*** Opening of Data ***

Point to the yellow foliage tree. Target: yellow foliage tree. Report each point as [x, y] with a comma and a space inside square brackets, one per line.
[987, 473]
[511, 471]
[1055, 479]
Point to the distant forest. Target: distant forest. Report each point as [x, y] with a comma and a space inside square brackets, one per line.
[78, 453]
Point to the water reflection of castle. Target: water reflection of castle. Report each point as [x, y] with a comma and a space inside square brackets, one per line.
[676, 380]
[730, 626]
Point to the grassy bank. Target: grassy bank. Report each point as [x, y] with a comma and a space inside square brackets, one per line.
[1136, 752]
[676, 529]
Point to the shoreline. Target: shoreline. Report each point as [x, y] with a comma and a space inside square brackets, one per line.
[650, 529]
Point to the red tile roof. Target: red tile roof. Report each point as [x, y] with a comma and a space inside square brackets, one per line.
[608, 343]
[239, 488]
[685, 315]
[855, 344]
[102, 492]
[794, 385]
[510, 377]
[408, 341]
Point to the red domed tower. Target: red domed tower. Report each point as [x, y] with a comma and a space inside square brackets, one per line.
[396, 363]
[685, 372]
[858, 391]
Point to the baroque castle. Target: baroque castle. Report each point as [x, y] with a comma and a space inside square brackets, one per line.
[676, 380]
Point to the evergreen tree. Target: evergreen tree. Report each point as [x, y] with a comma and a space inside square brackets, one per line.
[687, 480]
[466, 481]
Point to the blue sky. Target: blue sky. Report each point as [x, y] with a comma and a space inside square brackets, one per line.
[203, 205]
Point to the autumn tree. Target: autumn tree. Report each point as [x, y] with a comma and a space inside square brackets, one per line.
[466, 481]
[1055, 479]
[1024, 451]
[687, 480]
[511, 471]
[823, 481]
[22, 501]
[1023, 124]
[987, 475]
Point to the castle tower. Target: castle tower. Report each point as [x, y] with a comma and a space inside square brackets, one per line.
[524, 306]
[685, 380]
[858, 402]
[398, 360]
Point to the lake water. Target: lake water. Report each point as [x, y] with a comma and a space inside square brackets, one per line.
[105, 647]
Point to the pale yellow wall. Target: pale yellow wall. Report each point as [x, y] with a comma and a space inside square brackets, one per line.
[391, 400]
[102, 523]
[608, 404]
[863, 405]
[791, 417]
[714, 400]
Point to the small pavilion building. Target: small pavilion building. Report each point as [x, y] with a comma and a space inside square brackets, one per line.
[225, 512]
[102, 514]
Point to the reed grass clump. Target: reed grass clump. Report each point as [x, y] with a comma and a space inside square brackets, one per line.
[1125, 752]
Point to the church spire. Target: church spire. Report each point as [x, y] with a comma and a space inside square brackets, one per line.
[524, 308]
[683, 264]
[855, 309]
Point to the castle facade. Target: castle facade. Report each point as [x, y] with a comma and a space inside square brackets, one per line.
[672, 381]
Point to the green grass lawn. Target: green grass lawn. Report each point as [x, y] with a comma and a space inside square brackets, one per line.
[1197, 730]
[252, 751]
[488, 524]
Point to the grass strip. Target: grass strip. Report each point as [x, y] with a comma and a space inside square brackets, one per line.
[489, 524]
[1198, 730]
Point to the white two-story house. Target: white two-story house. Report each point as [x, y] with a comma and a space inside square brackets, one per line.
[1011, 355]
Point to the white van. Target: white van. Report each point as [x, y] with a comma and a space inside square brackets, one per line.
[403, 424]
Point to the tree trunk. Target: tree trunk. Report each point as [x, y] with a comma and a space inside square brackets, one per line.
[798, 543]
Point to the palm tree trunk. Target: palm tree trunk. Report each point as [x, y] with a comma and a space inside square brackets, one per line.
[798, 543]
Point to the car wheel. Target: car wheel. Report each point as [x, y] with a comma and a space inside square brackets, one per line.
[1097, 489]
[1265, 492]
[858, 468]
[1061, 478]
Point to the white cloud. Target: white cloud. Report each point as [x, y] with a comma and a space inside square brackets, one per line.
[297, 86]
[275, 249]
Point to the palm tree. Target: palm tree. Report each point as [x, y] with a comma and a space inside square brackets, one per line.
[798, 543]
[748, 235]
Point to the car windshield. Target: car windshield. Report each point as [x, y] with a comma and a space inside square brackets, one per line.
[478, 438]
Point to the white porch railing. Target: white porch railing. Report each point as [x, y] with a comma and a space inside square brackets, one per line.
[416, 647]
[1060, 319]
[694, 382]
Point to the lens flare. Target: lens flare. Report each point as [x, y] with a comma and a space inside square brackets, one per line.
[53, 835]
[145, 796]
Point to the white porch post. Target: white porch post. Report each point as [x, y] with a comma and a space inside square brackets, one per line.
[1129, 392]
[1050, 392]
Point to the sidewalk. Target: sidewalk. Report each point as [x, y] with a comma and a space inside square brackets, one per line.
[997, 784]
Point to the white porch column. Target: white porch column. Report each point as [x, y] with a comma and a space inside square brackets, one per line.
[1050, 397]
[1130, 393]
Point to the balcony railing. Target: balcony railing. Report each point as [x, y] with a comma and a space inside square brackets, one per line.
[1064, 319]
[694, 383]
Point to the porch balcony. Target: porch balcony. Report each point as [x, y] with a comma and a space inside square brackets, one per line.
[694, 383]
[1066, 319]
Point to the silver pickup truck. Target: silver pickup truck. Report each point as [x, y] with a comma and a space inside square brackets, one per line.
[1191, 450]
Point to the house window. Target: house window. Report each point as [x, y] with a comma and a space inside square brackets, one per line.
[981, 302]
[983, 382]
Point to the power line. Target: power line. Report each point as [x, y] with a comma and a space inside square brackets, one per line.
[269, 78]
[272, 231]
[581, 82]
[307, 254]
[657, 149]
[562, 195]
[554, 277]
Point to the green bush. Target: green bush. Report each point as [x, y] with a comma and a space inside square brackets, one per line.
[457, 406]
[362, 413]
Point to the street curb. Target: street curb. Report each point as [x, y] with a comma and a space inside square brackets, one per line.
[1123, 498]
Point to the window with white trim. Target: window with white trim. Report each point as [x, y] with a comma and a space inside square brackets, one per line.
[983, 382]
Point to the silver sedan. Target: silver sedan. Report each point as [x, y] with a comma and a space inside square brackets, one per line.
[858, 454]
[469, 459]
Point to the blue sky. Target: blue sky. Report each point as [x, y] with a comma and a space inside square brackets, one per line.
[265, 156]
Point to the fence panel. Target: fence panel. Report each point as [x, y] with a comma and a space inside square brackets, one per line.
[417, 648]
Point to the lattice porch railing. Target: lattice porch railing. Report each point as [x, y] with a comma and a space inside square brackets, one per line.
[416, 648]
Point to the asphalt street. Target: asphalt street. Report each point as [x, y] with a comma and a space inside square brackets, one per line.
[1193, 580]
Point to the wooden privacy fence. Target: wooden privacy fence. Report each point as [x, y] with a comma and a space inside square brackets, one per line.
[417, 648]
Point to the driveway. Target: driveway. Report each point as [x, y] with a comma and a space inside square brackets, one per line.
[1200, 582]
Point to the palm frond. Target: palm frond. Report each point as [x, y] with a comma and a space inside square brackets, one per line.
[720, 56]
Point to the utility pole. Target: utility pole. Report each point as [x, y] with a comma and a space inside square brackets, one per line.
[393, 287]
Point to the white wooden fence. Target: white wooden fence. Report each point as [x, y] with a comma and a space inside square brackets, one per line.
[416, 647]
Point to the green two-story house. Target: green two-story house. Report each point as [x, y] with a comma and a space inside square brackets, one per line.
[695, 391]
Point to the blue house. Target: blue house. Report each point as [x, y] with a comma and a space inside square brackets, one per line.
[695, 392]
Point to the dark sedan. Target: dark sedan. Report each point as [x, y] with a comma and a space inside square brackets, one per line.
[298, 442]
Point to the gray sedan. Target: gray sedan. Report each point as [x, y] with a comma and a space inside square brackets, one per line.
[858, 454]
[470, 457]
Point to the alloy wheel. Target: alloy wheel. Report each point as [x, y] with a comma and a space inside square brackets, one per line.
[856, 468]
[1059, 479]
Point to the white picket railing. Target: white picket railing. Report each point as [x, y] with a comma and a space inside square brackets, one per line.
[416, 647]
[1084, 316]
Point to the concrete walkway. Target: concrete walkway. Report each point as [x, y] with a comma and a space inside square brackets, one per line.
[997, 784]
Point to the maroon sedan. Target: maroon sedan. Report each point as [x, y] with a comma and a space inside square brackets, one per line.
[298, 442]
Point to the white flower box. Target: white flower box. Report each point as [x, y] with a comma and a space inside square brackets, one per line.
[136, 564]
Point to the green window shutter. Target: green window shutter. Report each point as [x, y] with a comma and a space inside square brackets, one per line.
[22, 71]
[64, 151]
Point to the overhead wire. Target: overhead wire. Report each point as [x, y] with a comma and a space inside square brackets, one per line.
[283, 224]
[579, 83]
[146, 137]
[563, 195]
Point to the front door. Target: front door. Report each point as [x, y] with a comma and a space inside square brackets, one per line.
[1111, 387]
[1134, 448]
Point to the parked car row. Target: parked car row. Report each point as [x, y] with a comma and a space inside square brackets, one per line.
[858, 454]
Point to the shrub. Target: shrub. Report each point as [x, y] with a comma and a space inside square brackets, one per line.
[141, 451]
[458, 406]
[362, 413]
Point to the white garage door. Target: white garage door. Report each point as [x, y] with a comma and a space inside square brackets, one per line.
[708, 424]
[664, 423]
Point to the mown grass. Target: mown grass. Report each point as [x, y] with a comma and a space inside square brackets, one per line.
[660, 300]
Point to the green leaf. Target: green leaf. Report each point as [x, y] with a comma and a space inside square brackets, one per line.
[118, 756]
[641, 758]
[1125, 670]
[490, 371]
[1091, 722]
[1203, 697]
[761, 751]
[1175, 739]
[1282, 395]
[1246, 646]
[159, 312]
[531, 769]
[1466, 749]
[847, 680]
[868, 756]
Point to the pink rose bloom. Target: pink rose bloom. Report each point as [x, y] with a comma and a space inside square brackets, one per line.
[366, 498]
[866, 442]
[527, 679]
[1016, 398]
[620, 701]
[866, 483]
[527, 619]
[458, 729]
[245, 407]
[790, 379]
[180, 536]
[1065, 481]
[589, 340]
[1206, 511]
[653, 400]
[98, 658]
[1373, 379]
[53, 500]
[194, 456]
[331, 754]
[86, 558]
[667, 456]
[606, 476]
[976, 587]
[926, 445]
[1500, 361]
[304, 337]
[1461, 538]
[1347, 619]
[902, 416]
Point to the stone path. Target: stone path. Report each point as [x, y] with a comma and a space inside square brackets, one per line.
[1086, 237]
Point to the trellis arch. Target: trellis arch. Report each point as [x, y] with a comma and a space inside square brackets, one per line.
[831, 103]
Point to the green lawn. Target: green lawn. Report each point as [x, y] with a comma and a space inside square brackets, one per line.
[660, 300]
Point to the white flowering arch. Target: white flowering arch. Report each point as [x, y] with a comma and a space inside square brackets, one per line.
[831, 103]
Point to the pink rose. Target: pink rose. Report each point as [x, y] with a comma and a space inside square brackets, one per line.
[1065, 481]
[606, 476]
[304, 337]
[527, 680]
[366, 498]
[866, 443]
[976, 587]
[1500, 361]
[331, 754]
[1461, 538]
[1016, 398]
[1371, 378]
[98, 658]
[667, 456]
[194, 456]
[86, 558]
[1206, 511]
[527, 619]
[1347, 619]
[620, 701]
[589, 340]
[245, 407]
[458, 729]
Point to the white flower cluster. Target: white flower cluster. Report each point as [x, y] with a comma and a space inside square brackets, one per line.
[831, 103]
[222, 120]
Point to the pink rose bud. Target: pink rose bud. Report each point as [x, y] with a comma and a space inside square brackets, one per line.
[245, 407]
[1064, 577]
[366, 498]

*** Close of Data ***

Task description. Print each line, exactly as written, from the one that contains "Point to the trellis" to the end of the data above, with both end lines included and nothing else.

Solution to this problem.
Point to the trellis arch. Target: trellis arch. Report each point as [x, y] with a comma and a space inside square brackets, one per line.
[831, 103]
Point to the green lawn. Target: green lawn. Report each point as [x, y] with a comma and a space inside square brackets, one per line.
[660, 300]
Point to the white flowering arch. Target: white flowering arch. Report each point as [x, y] with a comma and a space inside square brackets, one per line.
[831, 103]
Point to the pink rose. Target: pink rose. Report each point as [x, y] with a comma and a space inside square brackets, one per line.
[1065, 481]
[606, 476]
[304, 337]
[527, 680]
[366, 498]
[866, 443]
[976, 587]
[1500, 361]
[331, 754]
[1461, 538]
[1016, 398]
[1371, 378]
[98, 658]
[667, 456]
[194, 456]
[86, 558]
[1206, 511]
[527, 619]
[1347, 619]
[620, 701]
[589, 340]
[245, 407]
[458, 729]
Point to the white flower cluster. Target: white flower cluster. Report each point as [x, y] with a comma and a space inside square brackets, one per line.
[831, 103]
[222, 120]
Point to the pink rose bud. Target: pink rose bud. Report each point as [x, y] with a comma and a space inside square brackets, one per line.
[245, 407]
[1064, 577]
[366, 498]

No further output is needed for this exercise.